-- What to do --
Each time a line of the listing holds "below", copy that line.

-- Data supplied --
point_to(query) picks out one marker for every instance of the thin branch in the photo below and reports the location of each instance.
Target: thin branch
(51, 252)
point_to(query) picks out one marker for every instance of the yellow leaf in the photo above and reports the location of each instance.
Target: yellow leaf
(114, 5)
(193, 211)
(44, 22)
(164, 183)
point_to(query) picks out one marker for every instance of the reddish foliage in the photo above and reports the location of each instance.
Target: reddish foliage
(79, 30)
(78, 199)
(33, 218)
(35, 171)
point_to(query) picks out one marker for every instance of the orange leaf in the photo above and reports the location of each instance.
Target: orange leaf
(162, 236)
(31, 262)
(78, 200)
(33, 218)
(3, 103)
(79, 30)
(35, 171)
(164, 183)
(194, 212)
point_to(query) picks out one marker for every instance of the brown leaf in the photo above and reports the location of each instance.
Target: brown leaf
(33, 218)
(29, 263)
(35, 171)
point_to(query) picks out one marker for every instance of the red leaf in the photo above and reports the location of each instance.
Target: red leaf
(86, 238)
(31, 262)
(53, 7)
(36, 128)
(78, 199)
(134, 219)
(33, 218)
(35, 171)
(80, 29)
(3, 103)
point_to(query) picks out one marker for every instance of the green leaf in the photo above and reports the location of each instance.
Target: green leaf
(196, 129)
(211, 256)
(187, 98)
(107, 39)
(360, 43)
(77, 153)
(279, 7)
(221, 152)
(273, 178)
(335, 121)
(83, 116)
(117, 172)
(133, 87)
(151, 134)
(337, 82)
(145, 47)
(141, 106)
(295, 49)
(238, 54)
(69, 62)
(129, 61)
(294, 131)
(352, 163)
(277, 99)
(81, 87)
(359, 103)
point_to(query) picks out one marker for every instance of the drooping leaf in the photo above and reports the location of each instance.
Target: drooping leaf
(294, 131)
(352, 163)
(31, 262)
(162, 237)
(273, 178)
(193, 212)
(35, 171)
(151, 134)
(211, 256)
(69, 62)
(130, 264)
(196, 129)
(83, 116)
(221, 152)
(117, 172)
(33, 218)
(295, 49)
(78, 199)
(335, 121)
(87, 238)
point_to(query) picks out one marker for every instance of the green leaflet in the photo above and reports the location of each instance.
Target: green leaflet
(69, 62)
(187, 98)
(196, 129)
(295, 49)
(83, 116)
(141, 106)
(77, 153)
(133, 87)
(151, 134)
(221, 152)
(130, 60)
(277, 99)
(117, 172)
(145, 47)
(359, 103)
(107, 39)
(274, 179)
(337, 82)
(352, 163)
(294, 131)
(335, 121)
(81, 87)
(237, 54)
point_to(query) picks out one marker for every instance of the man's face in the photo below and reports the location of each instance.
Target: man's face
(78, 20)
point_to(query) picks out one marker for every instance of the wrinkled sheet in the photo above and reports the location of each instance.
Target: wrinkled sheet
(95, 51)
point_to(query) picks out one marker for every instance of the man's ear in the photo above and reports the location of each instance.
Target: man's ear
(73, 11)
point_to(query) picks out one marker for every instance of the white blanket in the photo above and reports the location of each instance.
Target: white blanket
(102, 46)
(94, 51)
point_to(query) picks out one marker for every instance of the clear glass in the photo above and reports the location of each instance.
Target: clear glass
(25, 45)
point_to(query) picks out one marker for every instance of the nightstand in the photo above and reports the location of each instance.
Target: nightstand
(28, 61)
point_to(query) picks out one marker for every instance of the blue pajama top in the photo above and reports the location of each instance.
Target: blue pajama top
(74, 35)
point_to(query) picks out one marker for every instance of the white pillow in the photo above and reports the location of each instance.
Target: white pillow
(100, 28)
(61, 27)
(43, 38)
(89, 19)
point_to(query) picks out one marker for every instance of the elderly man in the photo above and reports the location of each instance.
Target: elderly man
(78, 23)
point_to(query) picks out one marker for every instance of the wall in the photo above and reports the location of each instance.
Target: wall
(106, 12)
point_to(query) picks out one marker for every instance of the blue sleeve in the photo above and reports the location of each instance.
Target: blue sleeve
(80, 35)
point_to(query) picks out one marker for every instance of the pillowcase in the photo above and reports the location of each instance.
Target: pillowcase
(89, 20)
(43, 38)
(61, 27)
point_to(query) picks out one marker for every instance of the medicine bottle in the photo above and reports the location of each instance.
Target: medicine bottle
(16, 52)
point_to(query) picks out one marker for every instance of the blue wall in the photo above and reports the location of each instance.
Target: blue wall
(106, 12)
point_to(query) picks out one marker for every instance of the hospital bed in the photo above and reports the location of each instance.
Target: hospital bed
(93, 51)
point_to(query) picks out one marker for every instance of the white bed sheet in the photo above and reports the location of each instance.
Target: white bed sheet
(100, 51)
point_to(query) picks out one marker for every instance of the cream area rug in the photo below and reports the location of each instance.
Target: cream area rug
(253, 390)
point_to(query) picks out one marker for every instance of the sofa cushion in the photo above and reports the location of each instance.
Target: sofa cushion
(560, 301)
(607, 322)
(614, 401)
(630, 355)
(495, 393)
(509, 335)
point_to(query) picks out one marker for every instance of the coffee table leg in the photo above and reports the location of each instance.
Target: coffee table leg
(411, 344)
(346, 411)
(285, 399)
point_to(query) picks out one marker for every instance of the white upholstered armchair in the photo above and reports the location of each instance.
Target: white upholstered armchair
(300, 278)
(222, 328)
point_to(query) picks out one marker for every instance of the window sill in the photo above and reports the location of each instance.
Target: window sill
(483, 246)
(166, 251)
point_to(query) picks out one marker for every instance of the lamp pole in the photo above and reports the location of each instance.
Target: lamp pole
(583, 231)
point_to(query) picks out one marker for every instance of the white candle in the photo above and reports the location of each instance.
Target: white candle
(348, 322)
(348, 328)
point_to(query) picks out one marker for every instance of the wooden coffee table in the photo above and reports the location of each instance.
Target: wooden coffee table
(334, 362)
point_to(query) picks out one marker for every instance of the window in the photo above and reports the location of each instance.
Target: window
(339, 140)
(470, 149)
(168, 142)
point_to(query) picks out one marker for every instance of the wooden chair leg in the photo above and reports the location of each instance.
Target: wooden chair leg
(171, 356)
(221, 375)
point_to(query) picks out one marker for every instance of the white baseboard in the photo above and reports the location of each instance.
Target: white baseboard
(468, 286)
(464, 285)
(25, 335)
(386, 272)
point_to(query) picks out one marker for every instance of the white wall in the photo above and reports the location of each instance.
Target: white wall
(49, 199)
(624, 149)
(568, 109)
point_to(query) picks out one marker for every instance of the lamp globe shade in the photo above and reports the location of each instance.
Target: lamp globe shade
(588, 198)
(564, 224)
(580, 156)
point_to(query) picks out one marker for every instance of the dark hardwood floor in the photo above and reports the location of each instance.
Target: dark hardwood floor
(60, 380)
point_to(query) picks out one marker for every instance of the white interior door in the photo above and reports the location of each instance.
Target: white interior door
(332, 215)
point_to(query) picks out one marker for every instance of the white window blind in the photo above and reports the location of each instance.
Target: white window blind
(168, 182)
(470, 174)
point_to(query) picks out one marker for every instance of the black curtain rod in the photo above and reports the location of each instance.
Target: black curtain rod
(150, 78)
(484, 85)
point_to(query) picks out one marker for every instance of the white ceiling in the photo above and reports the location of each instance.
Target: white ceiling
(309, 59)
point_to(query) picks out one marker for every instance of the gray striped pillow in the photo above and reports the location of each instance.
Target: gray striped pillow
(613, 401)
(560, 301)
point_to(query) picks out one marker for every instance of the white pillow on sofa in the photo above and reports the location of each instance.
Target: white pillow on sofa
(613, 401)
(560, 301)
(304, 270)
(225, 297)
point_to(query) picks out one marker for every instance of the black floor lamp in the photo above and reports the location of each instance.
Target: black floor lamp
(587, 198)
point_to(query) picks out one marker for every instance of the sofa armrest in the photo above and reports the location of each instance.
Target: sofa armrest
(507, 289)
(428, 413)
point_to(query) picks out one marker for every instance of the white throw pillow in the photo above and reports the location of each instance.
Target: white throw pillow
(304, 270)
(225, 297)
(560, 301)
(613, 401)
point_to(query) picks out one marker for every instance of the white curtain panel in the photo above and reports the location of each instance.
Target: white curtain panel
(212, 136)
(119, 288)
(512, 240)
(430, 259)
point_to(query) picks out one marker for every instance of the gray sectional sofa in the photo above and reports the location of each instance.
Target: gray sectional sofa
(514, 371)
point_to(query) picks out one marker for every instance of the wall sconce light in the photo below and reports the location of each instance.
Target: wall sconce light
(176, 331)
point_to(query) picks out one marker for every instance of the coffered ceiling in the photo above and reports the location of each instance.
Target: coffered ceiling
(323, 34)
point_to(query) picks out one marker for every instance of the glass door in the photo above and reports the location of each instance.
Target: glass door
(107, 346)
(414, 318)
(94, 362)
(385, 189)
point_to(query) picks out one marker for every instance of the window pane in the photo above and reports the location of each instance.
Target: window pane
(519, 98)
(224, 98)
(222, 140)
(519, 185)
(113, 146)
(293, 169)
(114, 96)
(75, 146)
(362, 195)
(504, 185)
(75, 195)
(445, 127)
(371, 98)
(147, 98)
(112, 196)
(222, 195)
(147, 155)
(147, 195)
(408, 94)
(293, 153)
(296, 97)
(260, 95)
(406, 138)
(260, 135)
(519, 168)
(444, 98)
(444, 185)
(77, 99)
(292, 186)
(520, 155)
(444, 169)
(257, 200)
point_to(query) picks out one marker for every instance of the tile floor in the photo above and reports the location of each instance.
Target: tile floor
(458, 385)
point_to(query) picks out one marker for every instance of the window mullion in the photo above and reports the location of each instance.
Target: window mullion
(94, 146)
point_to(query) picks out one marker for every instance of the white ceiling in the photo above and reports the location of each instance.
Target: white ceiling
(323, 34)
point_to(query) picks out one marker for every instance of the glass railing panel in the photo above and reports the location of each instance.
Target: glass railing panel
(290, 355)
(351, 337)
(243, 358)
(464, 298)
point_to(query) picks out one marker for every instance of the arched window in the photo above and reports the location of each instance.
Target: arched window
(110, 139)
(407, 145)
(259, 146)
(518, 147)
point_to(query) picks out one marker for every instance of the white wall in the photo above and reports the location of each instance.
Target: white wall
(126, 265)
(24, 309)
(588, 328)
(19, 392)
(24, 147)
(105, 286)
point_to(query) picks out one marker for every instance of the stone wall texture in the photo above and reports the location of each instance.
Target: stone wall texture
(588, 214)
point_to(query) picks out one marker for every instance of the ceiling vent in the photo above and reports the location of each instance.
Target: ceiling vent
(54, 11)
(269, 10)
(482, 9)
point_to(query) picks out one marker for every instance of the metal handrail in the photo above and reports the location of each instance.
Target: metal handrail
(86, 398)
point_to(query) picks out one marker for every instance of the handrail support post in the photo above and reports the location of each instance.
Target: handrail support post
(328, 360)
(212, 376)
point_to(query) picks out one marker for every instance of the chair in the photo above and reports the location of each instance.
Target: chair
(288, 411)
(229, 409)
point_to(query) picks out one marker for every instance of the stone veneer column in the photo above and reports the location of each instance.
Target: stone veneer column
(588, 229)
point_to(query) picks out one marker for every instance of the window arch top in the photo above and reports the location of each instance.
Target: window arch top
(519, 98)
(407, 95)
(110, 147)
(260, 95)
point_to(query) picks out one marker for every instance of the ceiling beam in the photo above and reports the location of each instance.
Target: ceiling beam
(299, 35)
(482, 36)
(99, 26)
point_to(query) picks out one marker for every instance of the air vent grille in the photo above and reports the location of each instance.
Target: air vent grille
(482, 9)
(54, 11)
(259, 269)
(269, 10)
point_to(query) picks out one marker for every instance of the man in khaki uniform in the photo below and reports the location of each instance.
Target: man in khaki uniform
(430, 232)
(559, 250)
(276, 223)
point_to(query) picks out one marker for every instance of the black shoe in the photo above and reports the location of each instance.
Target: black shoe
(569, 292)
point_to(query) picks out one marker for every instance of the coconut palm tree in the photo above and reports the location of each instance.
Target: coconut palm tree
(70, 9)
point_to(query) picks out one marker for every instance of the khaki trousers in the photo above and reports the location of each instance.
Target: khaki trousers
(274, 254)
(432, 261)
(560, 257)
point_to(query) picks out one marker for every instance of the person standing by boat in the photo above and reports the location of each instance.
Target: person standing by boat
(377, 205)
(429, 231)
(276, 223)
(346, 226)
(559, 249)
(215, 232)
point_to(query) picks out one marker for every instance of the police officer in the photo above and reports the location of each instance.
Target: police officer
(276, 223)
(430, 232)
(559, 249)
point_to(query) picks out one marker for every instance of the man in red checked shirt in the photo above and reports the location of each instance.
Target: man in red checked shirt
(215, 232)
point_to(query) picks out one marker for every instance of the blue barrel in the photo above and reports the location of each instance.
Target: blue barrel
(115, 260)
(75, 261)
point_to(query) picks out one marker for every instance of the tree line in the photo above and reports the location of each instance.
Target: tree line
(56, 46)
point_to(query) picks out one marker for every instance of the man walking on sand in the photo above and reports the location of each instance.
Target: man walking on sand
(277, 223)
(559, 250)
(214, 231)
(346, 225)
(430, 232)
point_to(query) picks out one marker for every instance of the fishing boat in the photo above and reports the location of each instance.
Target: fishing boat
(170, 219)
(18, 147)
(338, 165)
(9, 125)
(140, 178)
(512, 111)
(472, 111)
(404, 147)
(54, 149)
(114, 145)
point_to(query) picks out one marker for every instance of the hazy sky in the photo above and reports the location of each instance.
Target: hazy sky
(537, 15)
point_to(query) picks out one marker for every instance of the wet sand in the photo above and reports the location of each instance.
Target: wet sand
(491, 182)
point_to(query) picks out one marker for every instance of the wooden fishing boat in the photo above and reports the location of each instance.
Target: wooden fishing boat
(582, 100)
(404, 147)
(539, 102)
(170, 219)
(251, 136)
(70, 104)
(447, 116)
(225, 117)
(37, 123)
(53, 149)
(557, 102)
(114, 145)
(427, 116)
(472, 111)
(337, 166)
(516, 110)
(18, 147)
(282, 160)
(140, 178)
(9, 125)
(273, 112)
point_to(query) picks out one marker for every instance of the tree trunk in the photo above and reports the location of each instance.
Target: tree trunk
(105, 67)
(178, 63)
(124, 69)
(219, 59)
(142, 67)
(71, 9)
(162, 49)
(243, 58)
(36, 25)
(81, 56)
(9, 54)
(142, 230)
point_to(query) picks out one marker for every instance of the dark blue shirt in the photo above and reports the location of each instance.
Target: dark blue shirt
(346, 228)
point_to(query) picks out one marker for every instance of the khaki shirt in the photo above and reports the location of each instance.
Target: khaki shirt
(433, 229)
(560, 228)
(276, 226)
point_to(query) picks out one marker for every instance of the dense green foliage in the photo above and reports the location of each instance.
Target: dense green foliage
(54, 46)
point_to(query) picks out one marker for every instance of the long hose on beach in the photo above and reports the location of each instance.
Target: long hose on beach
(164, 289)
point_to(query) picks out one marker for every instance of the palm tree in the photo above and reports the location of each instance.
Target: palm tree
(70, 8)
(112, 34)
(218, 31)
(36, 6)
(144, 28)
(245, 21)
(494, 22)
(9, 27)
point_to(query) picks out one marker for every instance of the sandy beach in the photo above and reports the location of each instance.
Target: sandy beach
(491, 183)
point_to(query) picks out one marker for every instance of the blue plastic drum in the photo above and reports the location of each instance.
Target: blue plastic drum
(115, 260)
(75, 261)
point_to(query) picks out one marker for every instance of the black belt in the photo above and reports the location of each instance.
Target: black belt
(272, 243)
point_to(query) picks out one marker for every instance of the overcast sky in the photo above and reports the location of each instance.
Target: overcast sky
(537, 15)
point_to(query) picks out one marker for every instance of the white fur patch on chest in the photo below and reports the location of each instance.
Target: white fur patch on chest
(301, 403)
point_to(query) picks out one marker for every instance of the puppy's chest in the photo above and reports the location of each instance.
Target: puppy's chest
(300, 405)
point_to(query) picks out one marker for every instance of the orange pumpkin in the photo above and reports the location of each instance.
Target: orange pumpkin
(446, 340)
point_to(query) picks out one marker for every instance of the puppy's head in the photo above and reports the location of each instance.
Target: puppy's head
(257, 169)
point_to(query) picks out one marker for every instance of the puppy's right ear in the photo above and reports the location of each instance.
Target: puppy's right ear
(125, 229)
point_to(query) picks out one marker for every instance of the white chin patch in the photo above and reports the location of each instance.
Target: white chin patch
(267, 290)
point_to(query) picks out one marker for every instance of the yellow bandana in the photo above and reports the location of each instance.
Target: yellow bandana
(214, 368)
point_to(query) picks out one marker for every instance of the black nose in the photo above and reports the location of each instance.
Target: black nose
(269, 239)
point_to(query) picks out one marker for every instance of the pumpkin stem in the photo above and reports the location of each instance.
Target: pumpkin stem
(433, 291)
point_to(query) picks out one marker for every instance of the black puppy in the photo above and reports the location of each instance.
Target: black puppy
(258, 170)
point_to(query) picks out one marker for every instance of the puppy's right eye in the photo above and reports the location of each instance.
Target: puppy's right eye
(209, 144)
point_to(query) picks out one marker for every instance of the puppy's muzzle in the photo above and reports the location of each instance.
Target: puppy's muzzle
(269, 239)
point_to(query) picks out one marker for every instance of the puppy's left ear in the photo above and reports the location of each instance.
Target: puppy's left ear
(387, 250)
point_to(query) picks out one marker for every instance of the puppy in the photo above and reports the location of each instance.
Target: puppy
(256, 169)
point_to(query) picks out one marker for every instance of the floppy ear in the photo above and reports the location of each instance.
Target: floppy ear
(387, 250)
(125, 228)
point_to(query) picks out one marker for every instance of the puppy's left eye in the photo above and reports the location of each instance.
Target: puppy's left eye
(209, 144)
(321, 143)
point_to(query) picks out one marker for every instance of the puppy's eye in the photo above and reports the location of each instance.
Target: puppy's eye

-- Result of the task --
point_to(query) picks out one marker for every instance of the thin branch in the photo below and reports the location of each instance.
point_to(query) picks out one marker for every instance of the man's face in the photo below and reports the location of each instance.
point_to(query) picks out one marker for every instance of the cream area rug in the photo below and reports the location of each instance.
point_to(query) picks out one marker for every instance of the wall sconce light in the photo below and reports the location of each instance.
point_to(query) picks out one marker for every instance of the man in khaki uniform in the photo below and reports the location of each instance.
point_to(query) picks out one marker for every instance of the white fur patch on chest in the photo below and reports the location of each instance.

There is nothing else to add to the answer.